● Exercise
Output the entries below exactly as they appear, starting with the line containing "For this challenge, identify the woman's left" and ending with the line containing "point(257, 120)", both included.

● Stored records
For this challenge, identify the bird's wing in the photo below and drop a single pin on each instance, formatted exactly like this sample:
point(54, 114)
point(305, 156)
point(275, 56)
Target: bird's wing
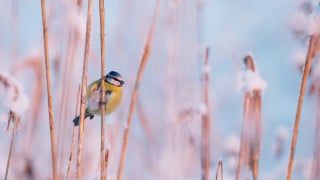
point(95, 86)
point(108, 95)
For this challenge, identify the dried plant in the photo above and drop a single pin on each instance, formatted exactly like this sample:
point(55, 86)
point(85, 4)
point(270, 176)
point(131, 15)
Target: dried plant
point(84, 88)
point(251, 128)
point(205, 146)
point(306, 71)
point(102, 96)
point(220, 167)
point(73, 135)
point(13, 117)
point(50, 107)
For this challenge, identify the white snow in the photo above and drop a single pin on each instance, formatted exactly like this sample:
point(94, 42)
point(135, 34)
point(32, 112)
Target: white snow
point(14, 97)
point(250, 81)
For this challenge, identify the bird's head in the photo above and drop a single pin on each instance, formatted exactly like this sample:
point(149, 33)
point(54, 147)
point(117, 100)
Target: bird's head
point(114, 78)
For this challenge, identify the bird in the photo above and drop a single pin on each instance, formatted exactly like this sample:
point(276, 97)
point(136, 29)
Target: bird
point(113, 83)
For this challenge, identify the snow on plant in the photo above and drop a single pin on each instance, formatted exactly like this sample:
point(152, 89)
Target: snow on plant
point(315, 73)
point(12, 94)
point(250, 81)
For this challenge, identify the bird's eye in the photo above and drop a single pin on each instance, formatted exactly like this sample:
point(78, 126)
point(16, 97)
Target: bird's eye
point(113, 81)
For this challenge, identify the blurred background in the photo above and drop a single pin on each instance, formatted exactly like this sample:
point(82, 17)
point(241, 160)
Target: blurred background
point(165, 136)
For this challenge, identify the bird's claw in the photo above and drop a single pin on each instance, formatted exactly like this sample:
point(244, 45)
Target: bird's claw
point(102, 103)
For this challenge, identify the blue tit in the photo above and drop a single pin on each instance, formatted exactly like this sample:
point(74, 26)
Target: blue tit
point(113, 91)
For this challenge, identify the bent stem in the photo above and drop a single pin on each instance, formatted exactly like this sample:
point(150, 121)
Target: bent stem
point(12, 117)
point(50, 108)
point(84, 87)
point(205, 146)
point(306, 71)
point(73, 134)
point(102, 96)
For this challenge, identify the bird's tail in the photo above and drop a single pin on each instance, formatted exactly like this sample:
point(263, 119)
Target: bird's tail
point(76, 120)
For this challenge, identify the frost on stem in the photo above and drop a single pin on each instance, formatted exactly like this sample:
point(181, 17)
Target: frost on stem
point(315, 75)
point(12, 94)
point(250, 79)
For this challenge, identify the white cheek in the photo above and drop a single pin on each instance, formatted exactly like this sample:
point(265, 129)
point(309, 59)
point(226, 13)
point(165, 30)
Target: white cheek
point(93, 101)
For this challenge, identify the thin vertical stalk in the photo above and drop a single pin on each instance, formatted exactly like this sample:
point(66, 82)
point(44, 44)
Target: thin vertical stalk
point(134, 96)
point(12, 117)
point(220, 167)
point(84, 87)
point(306, 71)
point(102, 96)
point(107, 153)
point(48, 79)
point(251, 128)
point(205, 145)
point(73, 135)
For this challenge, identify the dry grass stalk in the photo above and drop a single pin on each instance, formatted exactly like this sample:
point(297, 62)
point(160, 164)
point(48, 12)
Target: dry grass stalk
point(73, 135)
point(220, 167)
point(107, 152)
point(134, 96)
point(251, 128)
point(103, 96)
point(16, 120)
point(306, 71)
point(50, 107)
point(315, 89)
point(205, 145)
point(35, 63)
point(84, 87)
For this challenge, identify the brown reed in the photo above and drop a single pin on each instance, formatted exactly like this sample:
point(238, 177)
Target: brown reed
point(84, 87)
point(205, 145)
point(251, 128)
point(306, 71)
point(48, 80)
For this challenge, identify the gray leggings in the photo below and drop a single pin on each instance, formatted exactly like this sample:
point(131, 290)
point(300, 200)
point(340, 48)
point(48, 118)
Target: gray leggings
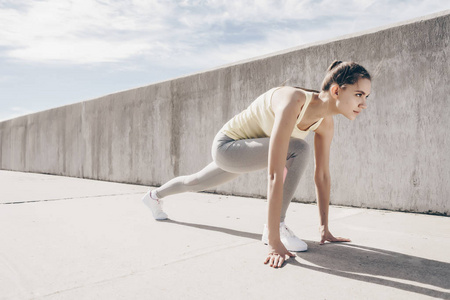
point(232, 158)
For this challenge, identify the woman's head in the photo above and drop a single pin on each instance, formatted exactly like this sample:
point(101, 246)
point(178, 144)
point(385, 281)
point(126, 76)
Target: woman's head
point(343, 73)
point(349, 84)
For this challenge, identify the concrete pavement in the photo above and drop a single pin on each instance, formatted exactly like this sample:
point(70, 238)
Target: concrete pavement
point(69, 238)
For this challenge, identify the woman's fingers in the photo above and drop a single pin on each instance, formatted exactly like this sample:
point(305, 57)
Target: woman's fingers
point(280, 262)
point(276, 260)
point(341, 239)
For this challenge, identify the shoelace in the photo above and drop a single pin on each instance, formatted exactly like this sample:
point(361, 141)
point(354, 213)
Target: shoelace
point(287, 231)
point(159, 201)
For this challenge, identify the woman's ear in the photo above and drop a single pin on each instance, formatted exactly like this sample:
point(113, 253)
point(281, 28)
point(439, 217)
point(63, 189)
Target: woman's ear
point(334, 90)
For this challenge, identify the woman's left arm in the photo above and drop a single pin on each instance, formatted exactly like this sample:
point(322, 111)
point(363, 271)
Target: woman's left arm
point(322, 144)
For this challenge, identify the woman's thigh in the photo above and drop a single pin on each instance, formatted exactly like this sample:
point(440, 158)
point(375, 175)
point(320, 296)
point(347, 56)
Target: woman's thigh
point(240, 156)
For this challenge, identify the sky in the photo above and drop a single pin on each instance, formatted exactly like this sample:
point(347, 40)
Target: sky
point(58, 52)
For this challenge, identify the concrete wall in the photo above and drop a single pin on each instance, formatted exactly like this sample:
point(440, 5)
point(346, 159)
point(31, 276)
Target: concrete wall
point(394, 156)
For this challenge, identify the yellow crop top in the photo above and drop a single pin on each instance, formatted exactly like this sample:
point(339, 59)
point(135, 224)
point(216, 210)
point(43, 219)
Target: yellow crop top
point(257, 120)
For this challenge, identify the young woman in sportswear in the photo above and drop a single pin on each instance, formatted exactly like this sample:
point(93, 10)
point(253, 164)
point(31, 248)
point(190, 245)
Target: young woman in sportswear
point(270, 134)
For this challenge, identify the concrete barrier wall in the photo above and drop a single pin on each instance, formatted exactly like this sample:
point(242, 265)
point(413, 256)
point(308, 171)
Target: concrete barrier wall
point(394, 156)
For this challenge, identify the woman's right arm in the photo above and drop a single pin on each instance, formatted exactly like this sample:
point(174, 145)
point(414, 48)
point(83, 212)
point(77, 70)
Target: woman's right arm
point(286, 104)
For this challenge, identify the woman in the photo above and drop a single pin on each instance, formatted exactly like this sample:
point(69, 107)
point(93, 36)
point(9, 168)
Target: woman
point(270, 134)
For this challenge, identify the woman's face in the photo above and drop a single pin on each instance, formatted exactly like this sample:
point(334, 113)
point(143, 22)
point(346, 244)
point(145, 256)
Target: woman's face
point(351, 100)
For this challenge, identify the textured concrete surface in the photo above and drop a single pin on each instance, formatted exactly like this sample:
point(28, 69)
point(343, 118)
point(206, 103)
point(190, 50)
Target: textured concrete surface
point(69, 238)
point(394, 156)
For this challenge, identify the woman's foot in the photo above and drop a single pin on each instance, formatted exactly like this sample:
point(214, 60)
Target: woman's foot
point(155, 205)
point(287, 237)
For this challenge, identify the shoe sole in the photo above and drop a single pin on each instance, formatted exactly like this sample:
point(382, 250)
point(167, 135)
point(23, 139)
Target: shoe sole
point(147, 203)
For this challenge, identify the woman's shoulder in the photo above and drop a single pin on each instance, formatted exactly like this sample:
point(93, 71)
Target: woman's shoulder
point(288, 94)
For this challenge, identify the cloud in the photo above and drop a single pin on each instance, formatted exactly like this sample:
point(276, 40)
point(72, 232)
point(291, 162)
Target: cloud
point(14, 112)
point(179, 33)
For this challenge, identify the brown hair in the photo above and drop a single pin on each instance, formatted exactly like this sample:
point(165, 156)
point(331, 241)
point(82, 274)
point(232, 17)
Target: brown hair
point(343, 73)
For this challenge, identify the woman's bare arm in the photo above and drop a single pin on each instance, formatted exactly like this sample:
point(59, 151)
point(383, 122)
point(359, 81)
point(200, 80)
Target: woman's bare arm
point(322, 144)
point(286, 104)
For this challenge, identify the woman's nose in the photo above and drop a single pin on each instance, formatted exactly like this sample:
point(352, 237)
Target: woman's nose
point(363, 105)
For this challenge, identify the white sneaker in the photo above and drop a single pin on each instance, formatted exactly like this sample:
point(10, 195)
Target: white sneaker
point(288, 238)
point(155, 206)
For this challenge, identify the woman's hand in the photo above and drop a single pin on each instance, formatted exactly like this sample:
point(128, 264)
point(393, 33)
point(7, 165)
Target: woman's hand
point(277, 254)
point(325, 235)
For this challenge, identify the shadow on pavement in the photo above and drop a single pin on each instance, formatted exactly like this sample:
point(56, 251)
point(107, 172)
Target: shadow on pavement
point(377, 266)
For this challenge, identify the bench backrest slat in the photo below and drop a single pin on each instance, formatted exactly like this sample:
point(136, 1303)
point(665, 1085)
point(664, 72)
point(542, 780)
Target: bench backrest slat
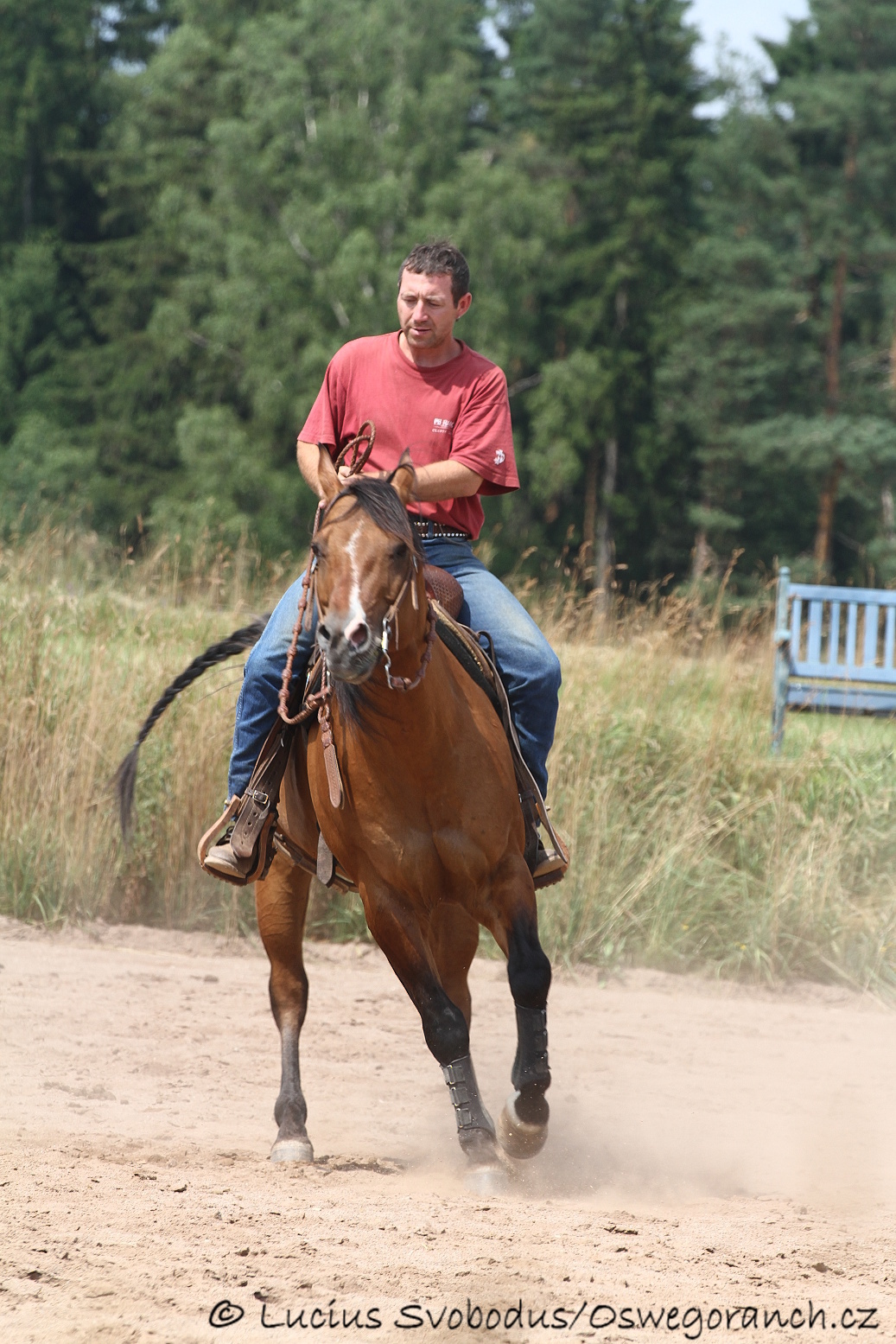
point(869, 649)
point(833, 637)
point(852, 621)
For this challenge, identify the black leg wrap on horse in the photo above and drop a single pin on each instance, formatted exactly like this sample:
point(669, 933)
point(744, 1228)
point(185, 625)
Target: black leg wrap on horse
point(473, 1120)
point(531, 1074)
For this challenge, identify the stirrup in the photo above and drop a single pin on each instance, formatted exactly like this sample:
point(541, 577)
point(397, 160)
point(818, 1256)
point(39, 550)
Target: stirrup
point(262, 852)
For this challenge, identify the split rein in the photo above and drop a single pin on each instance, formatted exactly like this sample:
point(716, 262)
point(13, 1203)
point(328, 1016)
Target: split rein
point(319, 700)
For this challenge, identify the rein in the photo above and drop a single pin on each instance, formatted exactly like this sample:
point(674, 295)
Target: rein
point(320, 700)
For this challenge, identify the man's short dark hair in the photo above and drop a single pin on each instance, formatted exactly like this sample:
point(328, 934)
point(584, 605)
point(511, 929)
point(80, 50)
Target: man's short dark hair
point(440, 258)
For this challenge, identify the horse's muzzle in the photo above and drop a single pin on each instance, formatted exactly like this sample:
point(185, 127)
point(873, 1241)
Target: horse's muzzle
point(351, 652)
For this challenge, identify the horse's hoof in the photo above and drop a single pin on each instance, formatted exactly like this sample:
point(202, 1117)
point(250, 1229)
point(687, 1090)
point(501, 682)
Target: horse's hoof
point(292, 1150)
point(486, 1181)
point(518, 1137)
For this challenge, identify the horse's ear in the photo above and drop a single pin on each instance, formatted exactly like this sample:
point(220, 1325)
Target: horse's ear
point(402, 477)
point(327, 477)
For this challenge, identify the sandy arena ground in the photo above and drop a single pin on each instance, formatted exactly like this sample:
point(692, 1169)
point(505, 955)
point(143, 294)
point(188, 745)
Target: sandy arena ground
point(712, 1150)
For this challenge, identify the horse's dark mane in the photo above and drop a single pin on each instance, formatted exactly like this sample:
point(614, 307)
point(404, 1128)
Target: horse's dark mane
point(382, 504)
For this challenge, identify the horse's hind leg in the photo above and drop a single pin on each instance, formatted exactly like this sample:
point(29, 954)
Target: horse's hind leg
point(445, 1022)
point(523, 1126)
point(281, 902)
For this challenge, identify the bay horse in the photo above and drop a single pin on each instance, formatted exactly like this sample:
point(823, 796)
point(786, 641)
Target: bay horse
point(426, 821)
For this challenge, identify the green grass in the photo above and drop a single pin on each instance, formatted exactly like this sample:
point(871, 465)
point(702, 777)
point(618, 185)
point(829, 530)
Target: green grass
point(692, 845)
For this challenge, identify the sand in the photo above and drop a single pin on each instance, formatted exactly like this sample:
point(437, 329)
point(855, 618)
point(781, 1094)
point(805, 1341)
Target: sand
point(715, 1150)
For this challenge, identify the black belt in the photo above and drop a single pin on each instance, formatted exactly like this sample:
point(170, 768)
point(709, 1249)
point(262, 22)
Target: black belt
point(429, 532)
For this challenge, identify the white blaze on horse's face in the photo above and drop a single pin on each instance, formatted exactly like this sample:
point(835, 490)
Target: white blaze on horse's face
point(356, 629)
point(356, 583)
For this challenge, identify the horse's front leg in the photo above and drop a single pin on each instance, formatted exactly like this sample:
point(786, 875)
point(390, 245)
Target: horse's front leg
point(281, 902)
point(445, 1026)
point(523, 1126)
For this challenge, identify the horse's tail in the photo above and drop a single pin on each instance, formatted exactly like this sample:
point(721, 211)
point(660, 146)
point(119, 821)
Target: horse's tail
point(126, 772)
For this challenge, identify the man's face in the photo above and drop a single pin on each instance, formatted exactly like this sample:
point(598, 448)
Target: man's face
point(426, 309)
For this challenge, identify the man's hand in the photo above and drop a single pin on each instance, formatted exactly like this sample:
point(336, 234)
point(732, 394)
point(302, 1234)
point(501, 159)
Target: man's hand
point(435, 481)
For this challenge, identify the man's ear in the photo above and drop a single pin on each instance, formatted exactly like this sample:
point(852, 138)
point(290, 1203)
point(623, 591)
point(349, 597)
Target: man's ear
point(402, 477)
point(327, 477)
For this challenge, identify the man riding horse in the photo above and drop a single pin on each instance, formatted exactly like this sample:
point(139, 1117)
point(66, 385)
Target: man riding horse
point(430, 394)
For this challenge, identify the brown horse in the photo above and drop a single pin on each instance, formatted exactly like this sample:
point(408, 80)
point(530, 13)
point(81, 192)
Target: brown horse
point(429, 824)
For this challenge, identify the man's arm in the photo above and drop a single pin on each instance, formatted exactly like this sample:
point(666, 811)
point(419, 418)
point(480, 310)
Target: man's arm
point(437, 481)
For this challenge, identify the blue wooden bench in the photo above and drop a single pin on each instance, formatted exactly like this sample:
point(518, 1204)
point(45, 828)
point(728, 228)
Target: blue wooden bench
point(833, 651)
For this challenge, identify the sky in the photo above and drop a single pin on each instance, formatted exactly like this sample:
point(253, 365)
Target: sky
point(741, 21)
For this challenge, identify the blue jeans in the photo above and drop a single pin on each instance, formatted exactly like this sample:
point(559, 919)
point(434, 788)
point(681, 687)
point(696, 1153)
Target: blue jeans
point(528, 666)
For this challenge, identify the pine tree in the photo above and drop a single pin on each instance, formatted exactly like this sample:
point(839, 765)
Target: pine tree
point(782, 378)
point(610, 89)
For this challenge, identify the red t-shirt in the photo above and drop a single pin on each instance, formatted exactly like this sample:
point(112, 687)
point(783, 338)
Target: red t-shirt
point(458, 411)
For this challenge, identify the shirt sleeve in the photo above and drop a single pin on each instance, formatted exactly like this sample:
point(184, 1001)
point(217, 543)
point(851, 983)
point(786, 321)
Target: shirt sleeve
point(326, 417)
point(482, 438)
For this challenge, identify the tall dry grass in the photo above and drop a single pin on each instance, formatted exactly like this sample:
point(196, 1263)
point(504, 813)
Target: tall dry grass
point(692, 845)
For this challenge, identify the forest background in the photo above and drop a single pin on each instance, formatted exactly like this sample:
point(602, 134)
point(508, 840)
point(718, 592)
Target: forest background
point(200, 202)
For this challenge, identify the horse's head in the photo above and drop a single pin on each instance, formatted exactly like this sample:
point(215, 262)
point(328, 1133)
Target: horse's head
point(367, 552)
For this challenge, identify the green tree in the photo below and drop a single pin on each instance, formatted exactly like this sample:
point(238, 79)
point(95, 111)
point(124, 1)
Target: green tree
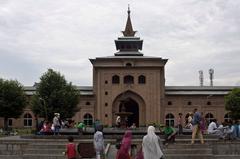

● Correct response
For this challenge, identify the woman's left arm in the photo above and drop a single pin on each instance, formatted exactly like this sample:
point(322, 111)
point(363, 271)
Target: woman's left arm
point(322, 144)
For this challenge, identify the woman's thigh in the photo above and drop a single pin on each instance, formatted exactly like this sample:
point(440, 158)
point(375, 175)
point(320, 296)
point(347, 56)
Target: woman's thigh
point(240, 156)
For this challenge, identify the sky in the photo above and drop a single pin on each instance, formatted exactly like this sample:
point(347, 40)
Target: sky
point(58, 52)
For this challenge, identify the concrete wall in the photo above and drop a single pin on each instance, formatted exactly like this sample:
point(440, 5)
point(346, 159)
point(31, 276)
Target: concrete wall
point(394, 156)
For this challenge, identify the yellow crop top in the photo above and drop a single pin on each instance, formatted exactly like this sample:
point(339, 59)
point(135, 224)
point(216, 210)
point(43, 219)
Target: yellow crop top
point(257, 120)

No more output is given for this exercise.